>>>

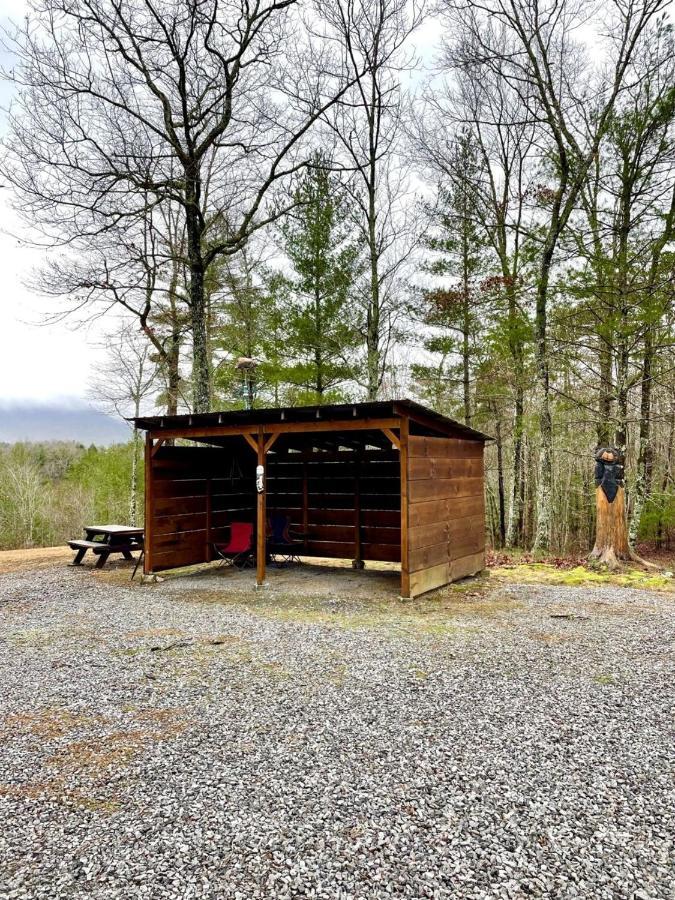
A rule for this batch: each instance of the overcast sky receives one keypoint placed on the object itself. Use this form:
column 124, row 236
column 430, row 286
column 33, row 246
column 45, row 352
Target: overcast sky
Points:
column 36, row 362
column 45, row 363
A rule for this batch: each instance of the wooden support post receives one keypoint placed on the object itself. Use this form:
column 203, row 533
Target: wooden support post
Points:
column 357, row 562
column 389, row 434
column 405, row 547
column 261, row 533
column 305, row 501
column 147, row 524
column 209, row 518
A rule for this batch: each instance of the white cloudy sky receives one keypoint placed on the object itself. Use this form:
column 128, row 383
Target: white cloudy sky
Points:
column 36, row 362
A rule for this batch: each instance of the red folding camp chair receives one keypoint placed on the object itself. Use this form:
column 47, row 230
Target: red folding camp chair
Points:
column 238, row 552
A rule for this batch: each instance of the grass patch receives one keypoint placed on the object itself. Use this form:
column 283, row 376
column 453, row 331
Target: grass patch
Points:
column 542, row 573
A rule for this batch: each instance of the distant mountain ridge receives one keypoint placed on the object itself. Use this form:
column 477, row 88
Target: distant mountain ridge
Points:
column 62, row 421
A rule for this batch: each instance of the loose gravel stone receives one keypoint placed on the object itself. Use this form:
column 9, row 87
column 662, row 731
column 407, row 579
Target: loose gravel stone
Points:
column 156, row 744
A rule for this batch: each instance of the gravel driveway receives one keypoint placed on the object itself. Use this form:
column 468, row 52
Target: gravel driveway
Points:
column 160, row 742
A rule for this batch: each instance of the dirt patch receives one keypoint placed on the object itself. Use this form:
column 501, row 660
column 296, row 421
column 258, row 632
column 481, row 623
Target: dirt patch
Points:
column 35, row 558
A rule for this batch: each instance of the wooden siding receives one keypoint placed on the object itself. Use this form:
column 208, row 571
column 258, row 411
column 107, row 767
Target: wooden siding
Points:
column 194, row 494
column 326, row 494
column 446, row 516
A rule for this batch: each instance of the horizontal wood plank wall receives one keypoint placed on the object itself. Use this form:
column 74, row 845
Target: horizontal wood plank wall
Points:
column 329, row 522
column 196, row 493
column 446, row 534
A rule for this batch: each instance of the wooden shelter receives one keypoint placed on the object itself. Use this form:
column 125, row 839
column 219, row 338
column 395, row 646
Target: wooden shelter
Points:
column 363, row 481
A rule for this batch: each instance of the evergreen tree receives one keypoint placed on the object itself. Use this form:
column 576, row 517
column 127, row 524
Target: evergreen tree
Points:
column 321, row 333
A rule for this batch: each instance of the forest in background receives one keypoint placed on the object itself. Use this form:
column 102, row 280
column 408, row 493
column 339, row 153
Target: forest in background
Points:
column 491, row 232
column 50, row 490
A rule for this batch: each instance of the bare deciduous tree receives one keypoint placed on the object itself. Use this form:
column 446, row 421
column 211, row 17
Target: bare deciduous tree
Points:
column 202, row 104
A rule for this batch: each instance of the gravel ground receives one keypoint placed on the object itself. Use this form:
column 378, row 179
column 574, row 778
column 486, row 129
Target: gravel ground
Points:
column 156, row 743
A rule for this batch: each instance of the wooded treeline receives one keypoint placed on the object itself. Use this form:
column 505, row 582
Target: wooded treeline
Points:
column 487, row 225
column 49, row 491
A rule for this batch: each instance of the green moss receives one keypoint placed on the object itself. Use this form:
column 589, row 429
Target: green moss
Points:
column 541, row 573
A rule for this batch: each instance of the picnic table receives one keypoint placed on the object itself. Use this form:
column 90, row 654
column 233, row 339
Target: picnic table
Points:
column 103, row 540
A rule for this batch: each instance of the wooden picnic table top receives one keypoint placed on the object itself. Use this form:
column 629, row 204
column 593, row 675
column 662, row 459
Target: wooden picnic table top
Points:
column 116, row 530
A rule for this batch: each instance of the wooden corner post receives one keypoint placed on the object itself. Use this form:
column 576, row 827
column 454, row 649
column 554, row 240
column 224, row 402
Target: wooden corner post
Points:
column 149, row 500
column 261, row 518
column 405, row 544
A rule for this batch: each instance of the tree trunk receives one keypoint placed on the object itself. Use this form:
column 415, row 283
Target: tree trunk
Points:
column 515, row 525
column 133, row 496
column 542, row 536
column 500, row 485
column 643, row 479
column 611, row 532
column 373, row 317
column 201, row 374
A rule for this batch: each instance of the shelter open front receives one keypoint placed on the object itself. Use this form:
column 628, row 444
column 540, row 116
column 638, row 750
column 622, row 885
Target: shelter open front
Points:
column 375, row 481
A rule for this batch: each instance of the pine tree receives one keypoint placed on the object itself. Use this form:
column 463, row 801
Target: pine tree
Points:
column 455, row 310
column 320, row 327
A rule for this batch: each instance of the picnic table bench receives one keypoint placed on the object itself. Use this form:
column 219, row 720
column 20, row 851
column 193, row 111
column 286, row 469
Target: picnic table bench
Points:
column 103, row 540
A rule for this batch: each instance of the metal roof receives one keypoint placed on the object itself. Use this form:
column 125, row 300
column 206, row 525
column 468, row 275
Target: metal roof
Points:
column 299, row 414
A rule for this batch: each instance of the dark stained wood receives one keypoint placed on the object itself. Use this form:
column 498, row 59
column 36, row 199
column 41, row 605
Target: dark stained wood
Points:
column 445, row 488
column 432, row 511
column 404, row 453
column 261, row 521
column 318, row 426
column 439, row 448
column 445, row 467
column 149, row 507
column 421, row 505
column 446, row 515
column 358, row 558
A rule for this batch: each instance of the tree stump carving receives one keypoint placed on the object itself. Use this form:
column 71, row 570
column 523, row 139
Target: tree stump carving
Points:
column 611, row 533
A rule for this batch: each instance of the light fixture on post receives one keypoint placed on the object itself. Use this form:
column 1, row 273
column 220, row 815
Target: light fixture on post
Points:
column 247, row 367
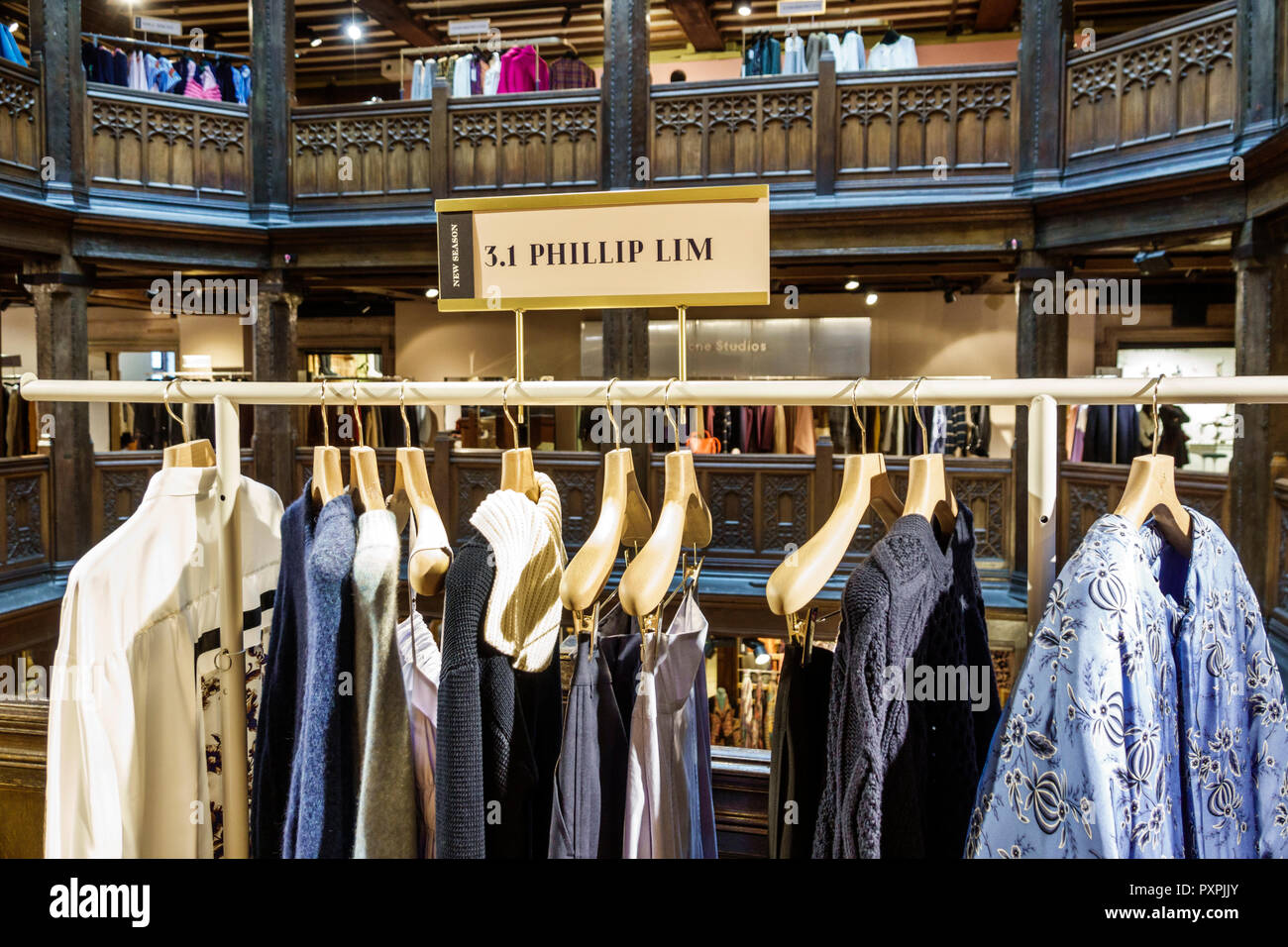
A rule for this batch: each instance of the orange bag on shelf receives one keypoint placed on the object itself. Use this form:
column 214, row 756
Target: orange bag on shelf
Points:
column 703, row 444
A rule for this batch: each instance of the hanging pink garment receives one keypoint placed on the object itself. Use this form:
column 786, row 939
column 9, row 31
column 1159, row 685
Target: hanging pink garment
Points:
column 210, row 85
column 522, row 69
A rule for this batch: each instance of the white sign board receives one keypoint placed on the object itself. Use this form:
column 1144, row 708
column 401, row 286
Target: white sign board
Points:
column 468, row 27
column 155, row 25
column 653, row 247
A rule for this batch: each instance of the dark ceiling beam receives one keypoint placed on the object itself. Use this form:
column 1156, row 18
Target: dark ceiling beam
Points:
column 397, row 18
column 695, row 18
column 995, row 16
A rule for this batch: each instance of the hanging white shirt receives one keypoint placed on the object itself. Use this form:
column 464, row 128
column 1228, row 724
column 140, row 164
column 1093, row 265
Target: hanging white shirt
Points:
column 901, row 54
column 462, row 76
column 492, row 77
column 128, row 772
column 851, row 53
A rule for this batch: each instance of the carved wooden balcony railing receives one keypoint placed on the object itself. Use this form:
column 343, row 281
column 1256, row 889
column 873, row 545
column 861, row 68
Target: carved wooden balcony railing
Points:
column 735, row 132
column 374, row 154
column 861, row 131
column 1087, row 491
column 21, row 125
column 510, row 144
column 927, row 127
column 1159, row 90
column 167, row 147
column 25, row 541
column 408, row 154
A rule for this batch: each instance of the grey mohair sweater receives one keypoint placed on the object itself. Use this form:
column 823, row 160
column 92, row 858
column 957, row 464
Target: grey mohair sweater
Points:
column 386, row 781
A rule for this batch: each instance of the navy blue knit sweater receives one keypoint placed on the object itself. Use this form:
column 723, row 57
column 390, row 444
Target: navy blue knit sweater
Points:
column 322, row 802
column 283, row 684
column 459, row 792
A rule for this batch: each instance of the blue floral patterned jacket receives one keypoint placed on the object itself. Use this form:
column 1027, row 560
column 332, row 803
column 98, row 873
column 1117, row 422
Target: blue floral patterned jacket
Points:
column 1147, row 720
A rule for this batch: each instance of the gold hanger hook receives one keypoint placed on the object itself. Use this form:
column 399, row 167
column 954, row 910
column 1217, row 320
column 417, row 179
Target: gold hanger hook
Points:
column 608, row 407
column 915, row 410
column 165, row 397
column 1153, row 446
column 854, row 408
column 326, row 425
column 357, row 412
column 402, row 410
column 505, row 406
column 666, row 410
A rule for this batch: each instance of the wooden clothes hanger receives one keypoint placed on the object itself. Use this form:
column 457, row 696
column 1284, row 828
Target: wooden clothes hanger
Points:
column 623, row 519
column 1150, row 491
column 327, row 479
column 928, row 493
column 683, row 521
column 516, row 471
column 864, row 484
column 430, row 551
column 364, row 471
column 189, row 453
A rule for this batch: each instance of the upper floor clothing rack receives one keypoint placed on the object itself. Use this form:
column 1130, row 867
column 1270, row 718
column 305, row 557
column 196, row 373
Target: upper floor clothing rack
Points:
column 137, row 42
column 492, row 47
column 1041, row 395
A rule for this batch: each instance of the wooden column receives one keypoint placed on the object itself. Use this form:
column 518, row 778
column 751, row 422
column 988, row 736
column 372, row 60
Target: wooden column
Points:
column 1258, row 39
column 625, row 103
column 1261, row 348
column 1041, row 351
column 625, row 91
column 439, row 141
column 55, row 26
column 1043, row 44
column 59, row 290
column 275, row 360
column 825, row 128
column 626, row 357
column 271, row 51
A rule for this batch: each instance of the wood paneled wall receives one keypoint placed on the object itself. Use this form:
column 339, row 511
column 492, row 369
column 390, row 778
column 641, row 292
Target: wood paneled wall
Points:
column 167, row 146
column 21, row 124
column 518, row 145
column 734, row 132
column 1153, row 90
column 374, row 153
column 25, row 540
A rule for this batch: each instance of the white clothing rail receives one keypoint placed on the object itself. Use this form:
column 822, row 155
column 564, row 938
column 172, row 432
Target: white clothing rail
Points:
column 1109, row 390
column 1042, row 395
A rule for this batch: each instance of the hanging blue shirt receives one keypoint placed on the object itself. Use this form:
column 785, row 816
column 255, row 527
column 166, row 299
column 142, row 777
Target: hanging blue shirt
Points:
column 1147, row 720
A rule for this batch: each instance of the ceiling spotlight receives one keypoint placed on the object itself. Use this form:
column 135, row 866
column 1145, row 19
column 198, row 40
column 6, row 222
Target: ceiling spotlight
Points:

<<<

● **ASSIGNED TASK**
Look above for the line with "A rule for this batch: each instance of the forest" and the line with "column 505, row 582"; transcribe both and all lines in between, exactly, and nothing else.

● **COMPLETED EXERCISE**
A rule for this batch: each instance of the forest in background receives one keypoint placed on the object itself. Use this form:
column 102, row 280
column 408, row 493
column 339, row 153
Target: forest in background
Points:
column 491, row 232
column 50, row 490
A rule for this batch: each instance of the bare deciduous tree receives one keypoint placed on the object itself. Use this form:
column 446, row 421
column 211, row 17
Target: bare deciduous tree
Points:
column 202, row 104
A rule for this batch: each instance of the gravel ground receives one keypoint placed on the object itself. Use this form:
column 378, row 179
column 574, row 778
column 486, row 129
Target: gravel ground
Points:
column 156, row 743
A rule for this batch: each instance of the wooded treeline receives one keypoint placed on the object itself. Use this form:
column 505, row 582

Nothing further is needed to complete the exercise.